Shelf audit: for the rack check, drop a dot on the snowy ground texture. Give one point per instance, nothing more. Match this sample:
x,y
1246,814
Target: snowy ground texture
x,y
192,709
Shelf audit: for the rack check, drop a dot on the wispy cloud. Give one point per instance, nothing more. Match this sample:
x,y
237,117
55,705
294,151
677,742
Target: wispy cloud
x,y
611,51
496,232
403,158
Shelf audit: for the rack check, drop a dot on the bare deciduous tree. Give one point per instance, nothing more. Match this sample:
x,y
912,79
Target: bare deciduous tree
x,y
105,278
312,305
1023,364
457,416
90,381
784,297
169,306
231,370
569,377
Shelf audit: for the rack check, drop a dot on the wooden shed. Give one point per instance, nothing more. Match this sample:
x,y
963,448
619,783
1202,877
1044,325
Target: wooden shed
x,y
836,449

→ **WORK INSTRUCTION**: Set down every entry again, word for word.

→ **SOLUTION TO THE PROBLEM**:
Shelf audit: for the rack check, drop a dot on the snowy ground texture. Give one point per instance, nothing more. Match this sample:
x,y
1246,814
Target: snowy ground texture
x,y
192,709
Shelf audit: for the rack check, drop a dot on the wispy cloud. Give one point per instance, nothing more. Match this sample:
x,y
237,117
55,705
294,151
677,742
Target: wispy cloud
x,y
611,51
496,232
403,158
Shelf audit: for the rack check, drop a dot on the bare deciduous tree. Give one point per instance, nothing more. Match this sample:
x,y
912,79
Target: bare deciduous tree
x,y
105,278
312,305
1023,364
457,416
90,381
784,297
169,306
231,370
569,377
Shelf audit: for the rack check, drop a dot on the wooden shed. Give one point per instance, nothing more. Match this sample:
x,y
963,448
619,783
1202,877
1044,325
Target: wooden shed
x,y
836,449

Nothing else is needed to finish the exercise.